JOB: Repeat every line from the one containing "Segment every instance of the conifer" down through the last line below, with no changes.

*-*-*

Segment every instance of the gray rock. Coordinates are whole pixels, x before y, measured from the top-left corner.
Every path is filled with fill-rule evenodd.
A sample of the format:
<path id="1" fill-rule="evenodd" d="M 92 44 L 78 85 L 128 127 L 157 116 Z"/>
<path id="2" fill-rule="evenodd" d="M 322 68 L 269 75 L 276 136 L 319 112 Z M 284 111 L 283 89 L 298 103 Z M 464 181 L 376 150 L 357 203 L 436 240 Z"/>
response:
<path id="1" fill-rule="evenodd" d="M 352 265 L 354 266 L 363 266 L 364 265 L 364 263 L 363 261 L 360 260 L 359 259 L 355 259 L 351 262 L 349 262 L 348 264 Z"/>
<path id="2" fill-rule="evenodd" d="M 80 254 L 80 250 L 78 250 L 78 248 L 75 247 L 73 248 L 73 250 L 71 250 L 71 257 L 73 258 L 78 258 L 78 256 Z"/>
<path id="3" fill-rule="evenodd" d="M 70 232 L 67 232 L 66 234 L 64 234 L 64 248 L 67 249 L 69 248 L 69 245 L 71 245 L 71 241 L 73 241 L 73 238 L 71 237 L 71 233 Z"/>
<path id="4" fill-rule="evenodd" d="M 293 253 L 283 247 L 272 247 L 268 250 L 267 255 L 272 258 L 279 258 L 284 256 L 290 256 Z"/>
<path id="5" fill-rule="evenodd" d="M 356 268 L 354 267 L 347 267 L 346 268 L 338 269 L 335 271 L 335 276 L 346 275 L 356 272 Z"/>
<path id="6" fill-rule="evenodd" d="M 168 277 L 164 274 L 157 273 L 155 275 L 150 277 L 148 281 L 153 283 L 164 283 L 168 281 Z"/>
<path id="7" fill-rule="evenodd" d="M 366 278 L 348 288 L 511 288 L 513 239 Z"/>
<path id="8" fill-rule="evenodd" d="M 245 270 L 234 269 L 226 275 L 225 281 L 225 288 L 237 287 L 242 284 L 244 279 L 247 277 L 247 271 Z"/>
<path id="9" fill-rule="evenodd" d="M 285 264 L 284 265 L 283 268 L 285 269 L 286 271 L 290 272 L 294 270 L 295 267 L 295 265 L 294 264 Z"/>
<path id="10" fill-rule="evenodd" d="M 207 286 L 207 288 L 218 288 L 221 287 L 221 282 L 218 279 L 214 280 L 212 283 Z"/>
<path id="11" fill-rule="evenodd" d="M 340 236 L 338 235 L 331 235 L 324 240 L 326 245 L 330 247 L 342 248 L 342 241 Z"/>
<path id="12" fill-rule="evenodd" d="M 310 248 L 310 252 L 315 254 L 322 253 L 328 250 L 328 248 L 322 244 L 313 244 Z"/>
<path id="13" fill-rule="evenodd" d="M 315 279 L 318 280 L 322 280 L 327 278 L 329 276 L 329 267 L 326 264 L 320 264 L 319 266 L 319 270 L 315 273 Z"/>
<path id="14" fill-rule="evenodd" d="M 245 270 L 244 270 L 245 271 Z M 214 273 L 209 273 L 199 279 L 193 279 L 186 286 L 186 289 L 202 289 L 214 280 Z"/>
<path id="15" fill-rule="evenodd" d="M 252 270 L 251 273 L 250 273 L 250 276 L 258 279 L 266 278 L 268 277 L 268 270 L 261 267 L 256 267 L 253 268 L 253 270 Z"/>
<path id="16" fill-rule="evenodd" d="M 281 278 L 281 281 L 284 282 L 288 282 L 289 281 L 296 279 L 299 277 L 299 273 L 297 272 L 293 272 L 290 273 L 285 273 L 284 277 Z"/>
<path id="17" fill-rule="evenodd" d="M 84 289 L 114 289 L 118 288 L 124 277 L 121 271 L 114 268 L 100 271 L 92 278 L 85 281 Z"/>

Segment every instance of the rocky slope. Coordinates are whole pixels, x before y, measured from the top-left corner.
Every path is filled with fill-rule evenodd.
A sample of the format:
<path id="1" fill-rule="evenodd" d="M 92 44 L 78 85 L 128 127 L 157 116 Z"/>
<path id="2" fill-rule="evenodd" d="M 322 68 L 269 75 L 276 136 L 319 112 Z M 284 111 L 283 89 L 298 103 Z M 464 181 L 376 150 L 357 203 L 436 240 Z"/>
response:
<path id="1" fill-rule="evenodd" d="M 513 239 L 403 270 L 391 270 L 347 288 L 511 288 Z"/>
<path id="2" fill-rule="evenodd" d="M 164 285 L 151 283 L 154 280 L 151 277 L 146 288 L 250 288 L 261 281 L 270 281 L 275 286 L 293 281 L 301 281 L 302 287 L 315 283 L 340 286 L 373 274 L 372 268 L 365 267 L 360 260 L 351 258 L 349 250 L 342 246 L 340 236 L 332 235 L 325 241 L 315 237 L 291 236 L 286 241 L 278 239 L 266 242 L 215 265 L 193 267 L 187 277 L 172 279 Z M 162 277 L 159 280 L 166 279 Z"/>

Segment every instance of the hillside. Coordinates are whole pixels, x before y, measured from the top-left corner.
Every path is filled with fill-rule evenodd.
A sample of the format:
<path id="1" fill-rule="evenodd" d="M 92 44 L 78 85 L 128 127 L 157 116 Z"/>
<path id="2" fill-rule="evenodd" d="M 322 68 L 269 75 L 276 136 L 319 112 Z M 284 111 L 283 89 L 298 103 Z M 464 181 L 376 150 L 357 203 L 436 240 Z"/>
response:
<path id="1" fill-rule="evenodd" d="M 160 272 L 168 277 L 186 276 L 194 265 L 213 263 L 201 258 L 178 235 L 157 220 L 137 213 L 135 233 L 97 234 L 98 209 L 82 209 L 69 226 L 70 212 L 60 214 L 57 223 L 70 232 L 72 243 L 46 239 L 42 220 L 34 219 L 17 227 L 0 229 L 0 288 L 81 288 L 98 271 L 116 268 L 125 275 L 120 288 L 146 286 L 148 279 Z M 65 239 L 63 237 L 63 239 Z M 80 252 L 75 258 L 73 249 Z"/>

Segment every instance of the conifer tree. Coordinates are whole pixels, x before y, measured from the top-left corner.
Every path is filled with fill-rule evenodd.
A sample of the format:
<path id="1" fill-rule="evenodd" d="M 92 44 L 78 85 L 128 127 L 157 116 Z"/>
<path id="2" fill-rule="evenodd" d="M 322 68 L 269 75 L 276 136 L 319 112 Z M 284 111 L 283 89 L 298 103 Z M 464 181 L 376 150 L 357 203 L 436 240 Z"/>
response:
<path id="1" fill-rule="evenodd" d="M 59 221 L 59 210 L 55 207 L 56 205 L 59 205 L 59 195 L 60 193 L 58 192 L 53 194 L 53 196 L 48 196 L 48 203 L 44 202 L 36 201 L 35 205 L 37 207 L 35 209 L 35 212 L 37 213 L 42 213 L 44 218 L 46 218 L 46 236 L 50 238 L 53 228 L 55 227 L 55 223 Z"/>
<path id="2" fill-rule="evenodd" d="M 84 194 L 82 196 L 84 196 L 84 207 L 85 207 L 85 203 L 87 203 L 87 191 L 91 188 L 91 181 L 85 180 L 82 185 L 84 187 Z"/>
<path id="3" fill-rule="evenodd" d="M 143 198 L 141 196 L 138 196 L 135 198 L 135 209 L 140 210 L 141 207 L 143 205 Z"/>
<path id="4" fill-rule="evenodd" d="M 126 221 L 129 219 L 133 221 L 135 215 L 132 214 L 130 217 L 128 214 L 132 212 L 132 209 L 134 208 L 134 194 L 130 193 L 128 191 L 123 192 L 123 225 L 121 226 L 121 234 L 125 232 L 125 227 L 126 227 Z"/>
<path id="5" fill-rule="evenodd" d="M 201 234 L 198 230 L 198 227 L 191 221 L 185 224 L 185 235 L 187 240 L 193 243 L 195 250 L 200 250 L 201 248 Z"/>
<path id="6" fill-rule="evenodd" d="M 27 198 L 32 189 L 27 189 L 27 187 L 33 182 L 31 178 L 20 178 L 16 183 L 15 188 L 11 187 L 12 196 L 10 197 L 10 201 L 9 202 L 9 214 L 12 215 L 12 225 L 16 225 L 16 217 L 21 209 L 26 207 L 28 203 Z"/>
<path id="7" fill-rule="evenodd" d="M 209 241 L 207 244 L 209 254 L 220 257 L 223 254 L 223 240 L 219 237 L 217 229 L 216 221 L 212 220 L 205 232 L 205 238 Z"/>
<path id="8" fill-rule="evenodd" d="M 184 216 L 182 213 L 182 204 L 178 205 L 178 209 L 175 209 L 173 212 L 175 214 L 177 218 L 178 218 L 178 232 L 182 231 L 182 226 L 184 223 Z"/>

*-*-*

RIGHT ANSWER:
Segment every instance of the conifer tree. Coordinates are whole pixels, x before y, measured from the top-left corner.
Every path is filled with fill-rule evenodd.
A sample of the format:
<path id="1" fill-rule="evenodd" d="M 92 44 L 78 85 L 128 127 L 157 116 Z"/>
<path id="2" fill-rule="evenodd" d="M 322 68 L 269 75 L 276 136 L 319 112 Z M 284 111 L 283 89 L 298 103 Z M 464 181 L 376 150 L 357 203 L 436 240 Z"/>
response:
<path id="1" fill-rule="evenodd" d="M 59 221 L 59 210 L 55 207 L 56 205 L 59 205 L 59 195 L 60 193 L 58 192 L 53 194 L 53 196 L 48 196 L 48 203 L 44 202 L 36 201 L 35 205 L 37 207 L 35 209 L 35 212 L 37 213 L 42 213 L 44 218 L 46 218 L 46 236 L 50 238 L 53 228 L 55 227 L 55 223 Z"/>
<path id="2" fill-rule="evenodd" d="M 84 194 L 82 196 L 84 196 L 84 207 L 85 207 L 85 203 L 87 203 L 87 191 L 91 188 L 91 181 L 85 180 L 82 185 L 84 187 Z"/>
<path id="3" fill-rule="evenodd" d="M 143 198 L 141 196 L 138 196 L 135 198 L 135 209 L 140 210 L 141 207 L 143 205 Z"/>
<path id="4" fill-rule="evenodd" d="M 126 221 L 129 219 L 133 221 L 135 215 L 132 214 L 130 217 L 128 214 L 132 212 L 132 209 L 134 208 L 134 194 L 130 193 L 128 191 L 123 192 L 123 225 L 121 226 L 121 234 L 125 232 L 125 227 L 126 227 Z"/>
<path id="5" fill-rule="evenodd" d="M 201 234 L 198 230 L 198 227 L 191 221 L 185 224 L 185 235 L 187 240 L 193 243 L 195 250 L 200 250 L 201 248 Z"/>
<path id="6" fill-rule="evenodd" d="M 27 198 L 32 189 L 27 189 L 27 187 L 33 182 L 31 178 L 20 178 L 16 183 L 15 188 L 11 187 L 12 196 L 10 197 L 10 201 L 9 202 L 9 214 L 12 215 L 12 225 L 16 225 L 16 217 L 21 209 L 26 207 L 28 203 Z"/>
<path id="7" fill-rule="evenodd" d="M 209 241 L 207 244 L 209 254 L 220 257 L 223 254 L 223 240 L 219 237 L 217 229 L 216 221 L 212 220 L 205 232 L 205 238 Z"/>
<path id="8" fill-rule="evenodd" d="M 184 216 L 182 213 L 182 204 L 178 205 L 178 209 L 175 209 L 173 212 L 175 214 L 177 218 L 178 218 L 178 232 L 182 231 L 182 226 L 184 223 Z"/>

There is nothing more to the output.